◆ Input data
----
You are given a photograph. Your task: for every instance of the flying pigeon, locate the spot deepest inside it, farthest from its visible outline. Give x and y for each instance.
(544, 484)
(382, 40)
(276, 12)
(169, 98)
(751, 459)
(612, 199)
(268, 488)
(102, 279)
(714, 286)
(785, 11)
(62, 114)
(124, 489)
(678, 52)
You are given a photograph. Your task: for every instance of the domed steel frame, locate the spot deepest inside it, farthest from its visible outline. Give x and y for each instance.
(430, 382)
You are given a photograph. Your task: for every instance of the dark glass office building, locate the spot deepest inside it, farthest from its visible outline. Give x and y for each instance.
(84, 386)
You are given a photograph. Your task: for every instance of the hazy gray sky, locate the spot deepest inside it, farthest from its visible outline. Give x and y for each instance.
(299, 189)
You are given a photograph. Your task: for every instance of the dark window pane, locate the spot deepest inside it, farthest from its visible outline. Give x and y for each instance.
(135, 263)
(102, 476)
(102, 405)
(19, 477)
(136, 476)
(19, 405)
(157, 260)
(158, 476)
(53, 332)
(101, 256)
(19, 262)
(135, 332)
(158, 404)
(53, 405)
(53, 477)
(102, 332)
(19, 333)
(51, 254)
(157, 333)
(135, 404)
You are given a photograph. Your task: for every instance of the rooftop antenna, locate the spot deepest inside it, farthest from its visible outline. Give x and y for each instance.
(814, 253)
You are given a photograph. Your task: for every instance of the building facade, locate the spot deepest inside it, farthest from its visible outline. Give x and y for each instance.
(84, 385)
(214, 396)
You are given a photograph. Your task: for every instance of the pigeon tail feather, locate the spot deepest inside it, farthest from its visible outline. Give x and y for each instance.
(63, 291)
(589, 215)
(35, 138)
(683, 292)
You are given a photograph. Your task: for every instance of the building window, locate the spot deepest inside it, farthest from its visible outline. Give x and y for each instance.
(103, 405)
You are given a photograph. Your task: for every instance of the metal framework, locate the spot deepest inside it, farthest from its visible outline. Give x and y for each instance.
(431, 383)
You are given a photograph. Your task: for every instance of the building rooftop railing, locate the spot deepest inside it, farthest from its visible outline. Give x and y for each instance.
----
◆ What this task involves
Type out exactly the span of lines from the one with "of the hazy" to the end of the material above, counting both end lines, and nothing else.

◆ Problem solution
You are given a photograph. Your task: for every instance of the hazy gray sky, locate the spot deepest inside it, farthest from its visible outline. Give x and y for each instance.
(299, 189)
You are given a photograph. Your task: for every instance of the dark window pane, locate the spot deepest inside it, farthest from its visible outline. Give x and y for each instance.
(135, 263)
(102, 476)
(102, 405)
(19, 477)
(136, 476)
(19, 405)
(157, 260)
(158, 476)
(53, 332)
(101, 256)
(19, 262)
(135, 332)
(158, 404)
(53, 405)
(53, 477)
(102, 332)
(19, 333)
(51, 254)
(157, 333)
(135, 404)
You are given a photograph. Your task: for every instance of the rooftop antenna, locate the spot deepest inside it, farthest from its visible outline. Give x and y for each instance.
(814, 253)
You are given a photograph. Your task: for every instance of the building facade, locate the spot deepest inside it, farthest from its visible outline. Give x and y for each instance.
(84, 385)
(214, 396)
You are given a photograph. Your task: for every instance of the pigeon tail feather, locate the spot deepest inside it, farthest from its visible outline. Give x and y for each instance.
(63, 291)
(589, 215)
(35, 138)
(683, 292)
You are given a photograph. Your task: for every instance of the building window, locate the spot deepest inside it, farthest from its visible outline. Give x and y for each instance.
(103, 405)
You are given a photograph. Your task: for every instance of the metal framework, locate the spot deepest inside it, farthest from its visible outline. Give x and y for each instance.
(431, 383)
You are given a photograph. Your task: for every instance of the building rooftop railing, locate the spot deepest inside it, farthest from its visible outline. Give x and y for each instance.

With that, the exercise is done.